_Record set_.
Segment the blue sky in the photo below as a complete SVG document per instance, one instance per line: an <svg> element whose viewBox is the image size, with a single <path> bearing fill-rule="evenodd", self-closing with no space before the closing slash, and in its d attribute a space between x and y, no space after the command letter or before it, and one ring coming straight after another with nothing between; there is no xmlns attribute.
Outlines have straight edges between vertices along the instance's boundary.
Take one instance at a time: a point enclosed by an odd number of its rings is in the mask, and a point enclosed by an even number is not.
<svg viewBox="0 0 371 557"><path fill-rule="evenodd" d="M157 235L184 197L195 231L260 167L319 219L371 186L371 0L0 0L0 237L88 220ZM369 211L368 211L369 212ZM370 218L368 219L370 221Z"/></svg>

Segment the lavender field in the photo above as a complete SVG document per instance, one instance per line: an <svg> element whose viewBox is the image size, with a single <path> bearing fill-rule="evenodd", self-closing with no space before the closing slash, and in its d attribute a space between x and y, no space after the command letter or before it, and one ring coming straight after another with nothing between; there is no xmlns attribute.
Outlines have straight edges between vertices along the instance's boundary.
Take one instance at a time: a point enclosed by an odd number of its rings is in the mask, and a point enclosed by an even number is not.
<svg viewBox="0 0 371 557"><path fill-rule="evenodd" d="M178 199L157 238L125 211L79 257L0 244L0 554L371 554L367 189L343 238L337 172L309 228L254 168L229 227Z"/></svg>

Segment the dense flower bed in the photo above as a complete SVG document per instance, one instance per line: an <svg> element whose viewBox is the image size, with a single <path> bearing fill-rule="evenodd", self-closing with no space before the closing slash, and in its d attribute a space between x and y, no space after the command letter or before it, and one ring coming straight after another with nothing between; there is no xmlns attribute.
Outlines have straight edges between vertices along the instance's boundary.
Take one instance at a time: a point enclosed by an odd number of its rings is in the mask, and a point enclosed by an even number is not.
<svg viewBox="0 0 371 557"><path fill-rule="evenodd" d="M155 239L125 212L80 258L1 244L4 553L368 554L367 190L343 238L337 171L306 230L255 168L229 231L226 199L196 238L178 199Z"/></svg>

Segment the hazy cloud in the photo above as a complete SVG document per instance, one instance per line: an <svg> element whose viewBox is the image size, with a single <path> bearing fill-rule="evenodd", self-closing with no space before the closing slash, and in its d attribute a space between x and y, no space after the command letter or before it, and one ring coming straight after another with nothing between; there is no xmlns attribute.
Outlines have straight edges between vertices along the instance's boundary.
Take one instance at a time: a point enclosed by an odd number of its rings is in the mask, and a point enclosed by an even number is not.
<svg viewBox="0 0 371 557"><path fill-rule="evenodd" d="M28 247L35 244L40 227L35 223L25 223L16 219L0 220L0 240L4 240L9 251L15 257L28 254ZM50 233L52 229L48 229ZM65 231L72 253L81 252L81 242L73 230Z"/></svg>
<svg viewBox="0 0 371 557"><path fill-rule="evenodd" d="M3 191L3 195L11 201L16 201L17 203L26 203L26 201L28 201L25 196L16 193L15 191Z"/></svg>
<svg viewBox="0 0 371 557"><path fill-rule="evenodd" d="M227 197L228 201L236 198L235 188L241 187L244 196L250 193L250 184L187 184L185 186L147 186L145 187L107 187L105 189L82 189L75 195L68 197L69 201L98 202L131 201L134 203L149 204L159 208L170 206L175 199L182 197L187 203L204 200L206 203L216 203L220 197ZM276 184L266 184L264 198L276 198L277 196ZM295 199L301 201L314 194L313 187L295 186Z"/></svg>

_To be done_.
Lay out every line of the rows above as a Markdown table with two columns, No. and Line, numbering each line and leaving out the blank ones.

_Answer to this problem_.
| No. | Line |
|---|---|
| 1 | Segment the blue sky in the photo below as a complete SVG document per instance, one instance per line: an <svg> element whose viewBox is the image size, with a single <path> bearing fill-rule="evenodd", self-closing with no space before the closing slash, and in its d attribute a space between x and y, no space after the command letter or before it, and one ring coming straight after another with nothing between; there is no xmlns attribute. |
| 2 | Outlines have straight edges between vertices along the instance's boundary. |
| 3 | Take one instance at a time: a point enclosed by an odd number of its rings is in the mask, and a point enclosed by an even number is not. |
| 4 | <svg viewBox="0 0 371 557"><path fill-rule="evenodd" d="M157 235L184 197L195 231L260 167L319 219L371 186L371 0L0 0L0 237L88 220ZM369 211L368 211L369 212ZM370 218L368 219L370 221Z"/></svg> |
| 5 | Segment the lavender field in the photo above as a complete SVG document per instance, one instance per line: an <svg> element whose viewBox is the image size, with a single <path> bearing fill-rule="evenodd", self-closing with no space before the closing slash, and in its d attribute a space between x and y, no space after the command letter or before it, and one ring coming straight after another with nothing between; there is no xmlns attribute. |
| 6 | Outlines have straight edges between vertices along the instance's boundary. |
| 7 | Take one instance at a time: a point enclosed by an odd number of its rings is in the mask, and a point enclosed by an even number is not. |
| 8 | <svg viewBox="0 0 371 557"><path fill-rule="evenodd" d="M178 199L157 238L125 211L79 257L0 244L0 554L371 554L367 189L343 238L337 172L309 228L254 168L229 227Z"/></svg> |
| 9 | Segment the dense flower bed in the photo above as a complete SVG document per instance, one instance per line: an <svg> element whose viewBox is the image size, with a single <path> bearing fill-rule="evenodd", self-closing with no space before the closing slash, and in its d attribute a space between x and y, no space after the command letter or before it, and one ring coming straight after another with nothing between; there is no xmlns attribute. |
| 10 | Outlines have straight edges between vertices along the instance's boundary. |
| 11 | Take one instance at a time: a point enclosed by an odd number of its rings is in the mask, and a point enclosed by an even number is not. |
| 12 | <svg viewBox="0 0 371 557"><path fill-rule="evenodd" d="M155 239L125 212L80 258L1 244L4 553L368 554L367 190L343 238L337 171L306 230L255 168L229 231L226 199L196 238L178 199Z"/></svg> |
| 13 | Segment the hazy cloud in the photo above as a complete SVG document per instance, one instance per line: an <svg> element whose viewBox is the image size, with a single <path> bearing fill-rule="evenodd", self-closing with no space before the closing slash, and in its d attribute a space between x and y, no space after the command letter or before it, and one ring coming straight after another with nothing between; there is no xmlns attribute. |
| 14 | Outlines have straight edges between vertices along the instance's boundary. |
| 15 | Take one instance at a time: a point enclosed by an odd number of its rings is in the mask, and a point enclosed by an even number is not. |
| 16 | <svg viewBox="0 0 371 557"><path fill-rule="evenodd" d="M28 247L35 244L40 227L35 223L25 223L16 219L0 220L0 240L4 240L9 251L15 257L28 254ZM50 233L52 229L48 229ZM65 231L72 253L81 252L81 242L73 230Z"/></svg> |
| 17 | <svg viewBox="0 0 371 557"><path fill-rule="evenodd" d="M3 191L3 195L11 201L16 201L17 203L26 203L26 201L28 201L25 196L16 193L15 191Z"/></svg> |
| 18 | <svg viewBox="0 0 371 557"><path fill-rule="evenodd" d="M227 197L228 201L236 198L235 188L241 187L244 196L250 193L250 184L187 184L185 186L147 186L145 187L107 187L105 189L82 189L75 195L68 197L69 201L98 202L131 201L134 203L149 204L159 208L170 206L175 199L182 197L187 203L204 200L206 203L216 203L220 197ZM276 184L266 184L264 198L276 198L277 196ZM295 199L301 201L314 194L313 187L295 186Z"/></svg> |